• **Text under study**:
BAKERSFIELD, Calif. (KGET) – Nashville hasn’t heard a voice this deep since the Oak Ridge Boys, and Bakersfield hasn’t either – at least not since the last time country music star Josh Turner was in town.

For a guy who hails from South Carolina and talks like he doesn’t leave it all that often,  Turner seems to know his way around the San Joaquin Valley pretty well.

The 44-year-old country music star – who’s playing Thursday night at Bakersfield’s Fox Theater – broke into the business the old fashioned way – one radio station at a time. It must have been around 2004.

“Everything was new to me,” Turner said. “My first radio tour was in the San Joaquin Valley. Up and down California, going station to station. And it wasn’t just radio visits, cuz like I say, I got to spend time with the people, people like Buck and all that. And it was just a great introduction into the music business.”

If it sounds like Josh Turner’s Central Valley experience made an impression, rest assured it worked both ways. During his first visit to Buck Owens’ Crystal  Palace, Turner was presented with one of Buck’s trademark red, white and blue Fender Telecasters. But this one was special.

“It wasn’t just the guitar that meant so much to me,” he said. “There was pick guard on the guitar where he had basically engraved a note, a personal note to me, and I’ve had it on my wall every since. So, we’re talking almost 20 years now that I’ve had that on display.”

Turner has had to be selective about what he displayed and what he withheld from public viewing.

“And he also wrote me a handwritten letter that I never put on display until after he died because he also put his cell phone number in the letter and said, ‘Give me a call anytime you need me.’”

Turner was also able to get to know that other great icon of the Bakersfield Sound, Merle Haggard. The last time he saw Haggard was just a few years ago at a show in North Dakota. Turner and his band took in a performance of Haggard’s a few hours before they went on themselves. About halfway through, Haggard sang “Are the Good Times Really Over.” He ended the song with an ad lib.

“He says, ‘Not as long as there’s Josh Turner music around,’” Turner said. “And I just about fell out on the floor. I’m like, ‘Merle Haggard just mentioned me in one of his songs. I was like, I can die now.’ So it was a pretty cool moment.”

• **Dataset records**:
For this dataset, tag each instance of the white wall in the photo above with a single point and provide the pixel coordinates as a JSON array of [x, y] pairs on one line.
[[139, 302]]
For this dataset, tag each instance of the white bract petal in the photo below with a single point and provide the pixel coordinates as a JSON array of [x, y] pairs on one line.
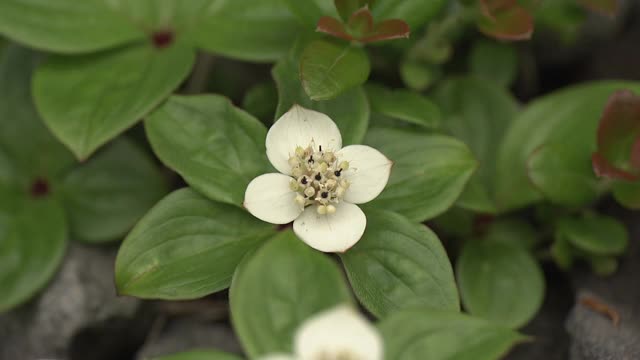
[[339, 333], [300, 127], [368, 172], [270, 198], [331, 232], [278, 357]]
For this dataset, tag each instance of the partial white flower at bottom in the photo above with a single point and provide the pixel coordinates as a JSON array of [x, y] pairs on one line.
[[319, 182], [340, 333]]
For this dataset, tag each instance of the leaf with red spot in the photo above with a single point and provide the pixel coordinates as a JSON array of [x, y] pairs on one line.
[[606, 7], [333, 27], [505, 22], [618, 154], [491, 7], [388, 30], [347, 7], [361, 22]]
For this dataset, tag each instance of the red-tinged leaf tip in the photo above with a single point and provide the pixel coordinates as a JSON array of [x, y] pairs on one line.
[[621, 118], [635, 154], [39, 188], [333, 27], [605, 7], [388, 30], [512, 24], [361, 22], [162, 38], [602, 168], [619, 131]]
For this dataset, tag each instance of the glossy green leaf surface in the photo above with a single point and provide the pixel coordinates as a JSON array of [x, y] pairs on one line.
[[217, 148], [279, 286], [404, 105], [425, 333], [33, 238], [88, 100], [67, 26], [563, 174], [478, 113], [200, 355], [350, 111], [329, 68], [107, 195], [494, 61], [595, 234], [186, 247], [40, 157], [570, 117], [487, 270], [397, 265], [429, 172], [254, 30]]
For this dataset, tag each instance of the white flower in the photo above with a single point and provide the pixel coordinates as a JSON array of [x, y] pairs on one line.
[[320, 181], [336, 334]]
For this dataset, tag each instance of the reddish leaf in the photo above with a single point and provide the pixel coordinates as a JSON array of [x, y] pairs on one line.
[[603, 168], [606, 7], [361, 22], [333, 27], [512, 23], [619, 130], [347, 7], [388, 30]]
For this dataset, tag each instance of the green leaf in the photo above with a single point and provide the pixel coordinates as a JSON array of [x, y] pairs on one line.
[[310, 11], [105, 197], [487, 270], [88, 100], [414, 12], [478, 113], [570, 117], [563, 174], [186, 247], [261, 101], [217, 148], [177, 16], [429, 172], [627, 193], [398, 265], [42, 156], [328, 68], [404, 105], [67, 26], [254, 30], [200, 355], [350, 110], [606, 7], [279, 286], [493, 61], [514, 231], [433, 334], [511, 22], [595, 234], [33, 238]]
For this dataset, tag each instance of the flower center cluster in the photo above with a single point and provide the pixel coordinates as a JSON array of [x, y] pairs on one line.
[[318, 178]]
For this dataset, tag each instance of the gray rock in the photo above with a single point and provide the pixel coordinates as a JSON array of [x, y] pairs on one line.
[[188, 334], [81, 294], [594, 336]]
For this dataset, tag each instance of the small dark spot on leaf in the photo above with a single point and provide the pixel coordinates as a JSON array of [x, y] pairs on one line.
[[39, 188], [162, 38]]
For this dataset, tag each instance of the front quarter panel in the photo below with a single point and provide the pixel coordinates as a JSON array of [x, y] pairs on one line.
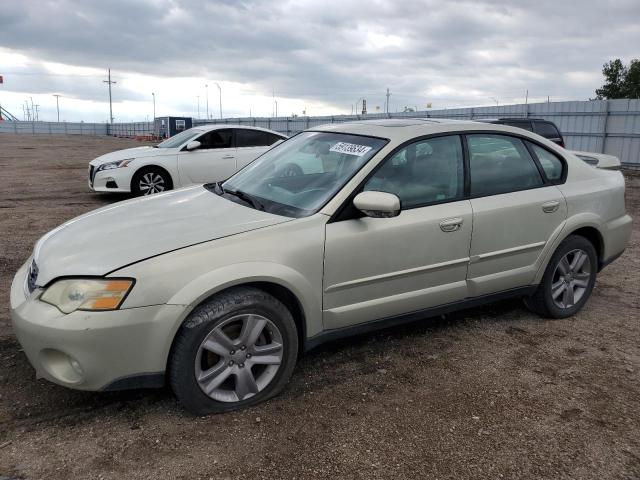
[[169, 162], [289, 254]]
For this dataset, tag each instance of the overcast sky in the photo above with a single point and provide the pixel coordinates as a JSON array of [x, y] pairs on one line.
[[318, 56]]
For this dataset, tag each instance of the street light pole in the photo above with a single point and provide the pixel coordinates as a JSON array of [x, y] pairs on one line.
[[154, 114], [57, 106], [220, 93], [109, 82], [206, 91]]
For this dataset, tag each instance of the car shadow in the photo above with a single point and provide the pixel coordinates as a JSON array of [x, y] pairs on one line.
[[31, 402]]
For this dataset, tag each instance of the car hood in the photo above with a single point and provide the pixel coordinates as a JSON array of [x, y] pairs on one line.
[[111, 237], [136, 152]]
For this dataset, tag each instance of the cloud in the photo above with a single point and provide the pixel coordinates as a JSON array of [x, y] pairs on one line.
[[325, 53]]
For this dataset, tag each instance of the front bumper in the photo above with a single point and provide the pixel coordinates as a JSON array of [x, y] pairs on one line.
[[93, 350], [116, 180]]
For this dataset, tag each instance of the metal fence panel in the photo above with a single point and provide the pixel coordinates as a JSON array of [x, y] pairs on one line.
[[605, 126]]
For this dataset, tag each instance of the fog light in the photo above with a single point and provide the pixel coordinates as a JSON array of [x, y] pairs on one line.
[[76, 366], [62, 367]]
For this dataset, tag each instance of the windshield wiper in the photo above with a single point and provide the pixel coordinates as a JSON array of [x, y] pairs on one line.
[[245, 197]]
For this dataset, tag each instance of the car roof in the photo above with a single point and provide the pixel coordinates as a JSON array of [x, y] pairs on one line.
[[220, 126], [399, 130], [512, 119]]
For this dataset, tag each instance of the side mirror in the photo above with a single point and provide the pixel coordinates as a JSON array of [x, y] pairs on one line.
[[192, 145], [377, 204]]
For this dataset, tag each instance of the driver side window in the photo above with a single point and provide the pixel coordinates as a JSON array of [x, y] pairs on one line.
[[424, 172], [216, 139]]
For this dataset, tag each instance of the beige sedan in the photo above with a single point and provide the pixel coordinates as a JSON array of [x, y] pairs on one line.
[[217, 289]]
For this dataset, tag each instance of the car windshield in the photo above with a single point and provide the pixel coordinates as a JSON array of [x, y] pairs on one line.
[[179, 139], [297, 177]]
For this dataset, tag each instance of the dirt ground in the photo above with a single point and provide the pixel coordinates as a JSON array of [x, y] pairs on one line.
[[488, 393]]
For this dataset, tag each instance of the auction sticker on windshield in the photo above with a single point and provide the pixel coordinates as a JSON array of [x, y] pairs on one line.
==
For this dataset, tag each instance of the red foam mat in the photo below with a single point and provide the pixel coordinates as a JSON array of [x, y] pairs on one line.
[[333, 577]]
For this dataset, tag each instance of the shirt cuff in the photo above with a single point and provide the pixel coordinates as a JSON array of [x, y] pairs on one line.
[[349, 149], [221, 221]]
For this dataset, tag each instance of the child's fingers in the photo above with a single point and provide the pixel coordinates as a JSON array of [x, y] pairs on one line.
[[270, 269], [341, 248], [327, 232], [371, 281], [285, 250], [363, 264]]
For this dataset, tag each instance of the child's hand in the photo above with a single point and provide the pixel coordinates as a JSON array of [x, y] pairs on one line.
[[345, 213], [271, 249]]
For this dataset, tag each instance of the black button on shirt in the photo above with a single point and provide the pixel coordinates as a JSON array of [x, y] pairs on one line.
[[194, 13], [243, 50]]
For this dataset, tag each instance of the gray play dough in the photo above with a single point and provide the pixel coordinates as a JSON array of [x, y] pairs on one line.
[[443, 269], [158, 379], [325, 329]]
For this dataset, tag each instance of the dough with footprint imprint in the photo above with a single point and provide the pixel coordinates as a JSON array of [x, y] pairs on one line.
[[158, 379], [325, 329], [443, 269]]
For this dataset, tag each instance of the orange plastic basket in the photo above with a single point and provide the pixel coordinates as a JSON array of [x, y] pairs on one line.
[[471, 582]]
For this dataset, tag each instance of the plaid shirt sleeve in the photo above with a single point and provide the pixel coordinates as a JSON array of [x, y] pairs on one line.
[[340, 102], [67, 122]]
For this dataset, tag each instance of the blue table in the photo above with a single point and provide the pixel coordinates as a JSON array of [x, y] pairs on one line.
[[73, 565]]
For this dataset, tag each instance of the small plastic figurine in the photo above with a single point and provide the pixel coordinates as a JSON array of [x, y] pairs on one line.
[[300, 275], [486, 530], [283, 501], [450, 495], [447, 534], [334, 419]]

• **Study questions**:
a - Copy the passage of the article about Josh Turner from "BAKERSFIELD, Calif. (KGET)" up to and including "Valley pretty well.".
b - According to the article about Josh Turner, where did he make his first radio tour?
c - Write the next part of the article about Josh Turner, picking up after its final sentence.

• **Responses for each task**:
a -
BAKERSFIELD, Calif. (KGET) – Nashville hasn’t heard a voice this deep since the Oak Ridge Boys, and Bakersfield hasn’t either – at least not since the last time country music star Josh Turner was in town.

For a guy who hails from South Carolina and talks like he doesn’t leave it all that often,  Turner seems to know his way around the San Joaquin Valley pretty well.

b - In the San Joaquin Valley.

c -
One of the songs on Turner’s personal country music Mount Rushmore is Johnny Cash, who he met just once. Turner was a student at Belmont University in Nashville when around 1998 he got up the guts to go to Cash’s house and knock on the door. Cash himself answered, hair toustled, clothes rumpled, bedroom slippers on his feet. He stood there and listened patiently while Turner gushed and stammered. Then Cash said it was time for him to call it a night.

“He reached out his hand, he shook my hand, he shuts the door,” Turner said. “And I go to walk back to my truck  and I just broke down crying because I could not believe that that had just happened.  So the morning I found he died I was just so grateful that I had taken their risk to go meet him because that was the only time I had got to meet him.

“I don’t necessarily encourage anyone to show up at my house at this point. So, do as I say, not as I do.”

If you go to Turner’s show at the Fox Thursday night, know you’re going to see a performer with a healthy respect for the Bakersfield Sound.

“As the years go by I feel more and more honored and privileged and just blessed,” Turner said. “I was able to rub elbows with guys like Buck and Merle.”

But don’t expect Turner’s cell phone number or an invitation to his front porch. Expect all the hits he has produced from his nine albums, as well as songs from two other albums – “I Serve the Savior” and “Country State of Mind,” which was released in 2021, smack dab in the middle of a pandemic. As a result he hasn’t had the chance to promote it much.

So Josh Turner has some ground to make up.